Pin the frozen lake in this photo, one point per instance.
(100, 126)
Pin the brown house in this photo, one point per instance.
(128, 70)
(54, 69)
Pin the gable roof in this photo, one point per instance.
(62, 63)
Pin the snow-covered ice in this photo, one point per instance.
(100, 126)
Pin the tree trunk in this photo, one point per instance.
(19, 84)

_ _ _ _ _

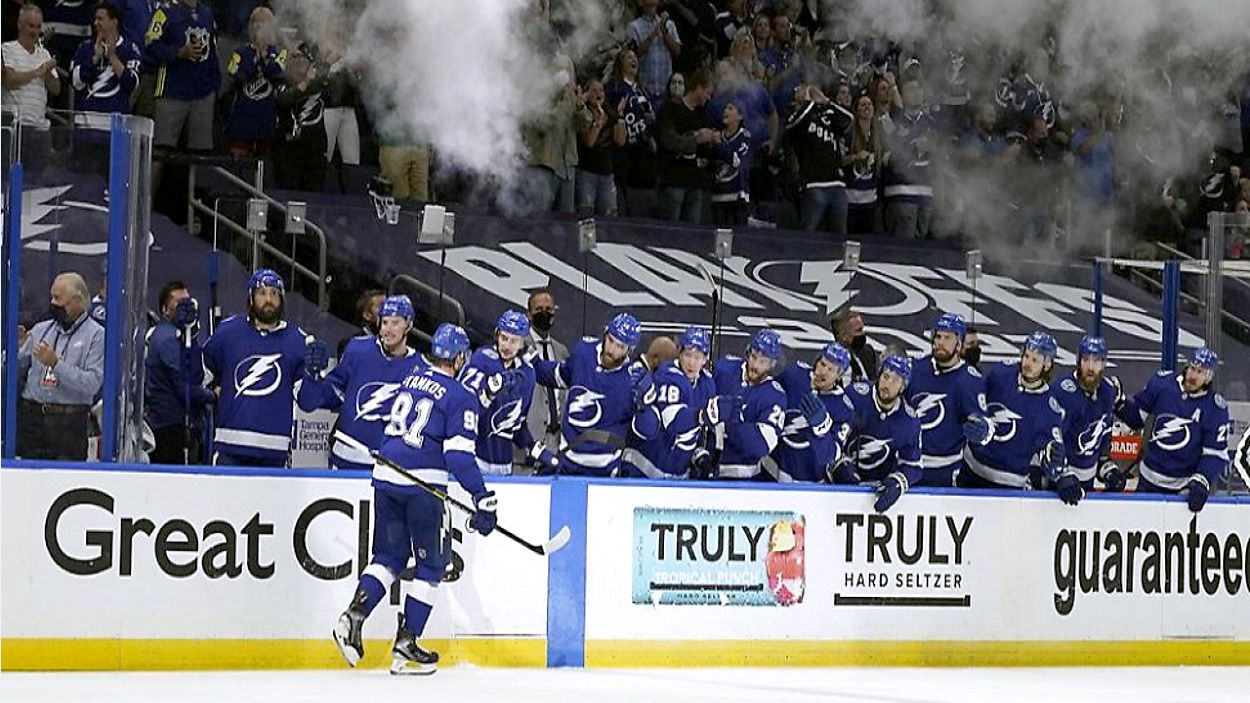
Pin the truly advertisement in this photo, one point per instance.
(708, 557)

_ _ _ _ _

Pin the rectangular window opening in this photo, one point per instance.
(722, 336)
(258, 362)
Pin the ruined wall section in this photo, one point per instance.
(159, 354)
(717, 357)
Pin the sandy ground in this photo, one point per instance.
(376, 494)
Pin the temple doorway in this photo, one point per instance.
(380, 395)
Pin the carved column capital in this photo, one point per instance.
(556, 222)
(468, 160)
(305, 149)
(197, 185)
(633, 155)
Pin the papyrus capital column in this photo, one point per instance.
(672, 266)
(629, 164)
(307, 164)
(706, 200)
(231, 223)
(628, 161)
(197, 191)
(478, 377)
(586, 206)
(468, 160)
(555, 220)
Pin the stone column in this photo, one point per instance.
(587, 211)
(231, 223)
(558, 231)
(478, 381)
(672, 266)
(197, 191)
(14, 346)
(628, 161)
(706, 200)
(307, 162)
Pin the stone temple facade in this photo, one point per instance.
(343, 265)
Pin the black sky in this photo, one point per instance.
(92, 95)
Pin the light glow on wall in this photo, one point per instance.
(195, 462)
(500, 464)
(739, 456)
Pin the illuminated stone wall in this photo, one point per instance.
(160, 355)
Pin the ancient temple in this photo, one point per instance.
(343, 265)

_ _ _ _ _

◆ Instructions to follow
Pull out every line of the items above that contains the word "stone", copying each line in full.

◆ Right answer
Pin the stone column in this photo, one point per instance.
Pin the stone temple facade in this photo, one point per instance.
Pin the illuminated stone wall in this photo, one point per instance.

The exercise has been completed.